# [Task statement]
Copy the records below word for word, and leave the pictures out.

# [Records to use]
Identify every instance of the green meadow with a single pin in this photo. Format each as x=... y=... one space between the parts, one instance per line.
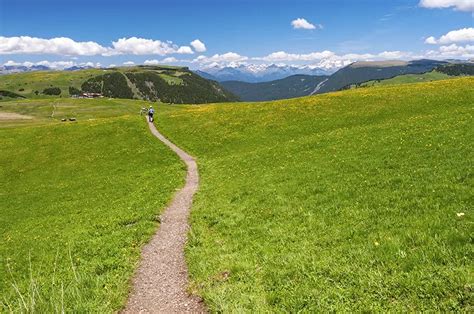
x=79 y=199
x=358 y=200
x=408 y=78
x=350 y=201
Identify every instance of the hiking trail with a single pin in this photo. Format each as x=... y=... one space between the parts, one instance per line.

# [Written response]
Identify every instance of the green meadow with a single pin in this photo. Format each as x=... y=... one space between the parts, one instance per line.
x=79 y=199
x=358 y=200
x=408 y=78
x=350 y=201
Identify every instance of the hiking trail with a single pin in this photo. Format each as x=... y=... one space between the parts, one instance per line.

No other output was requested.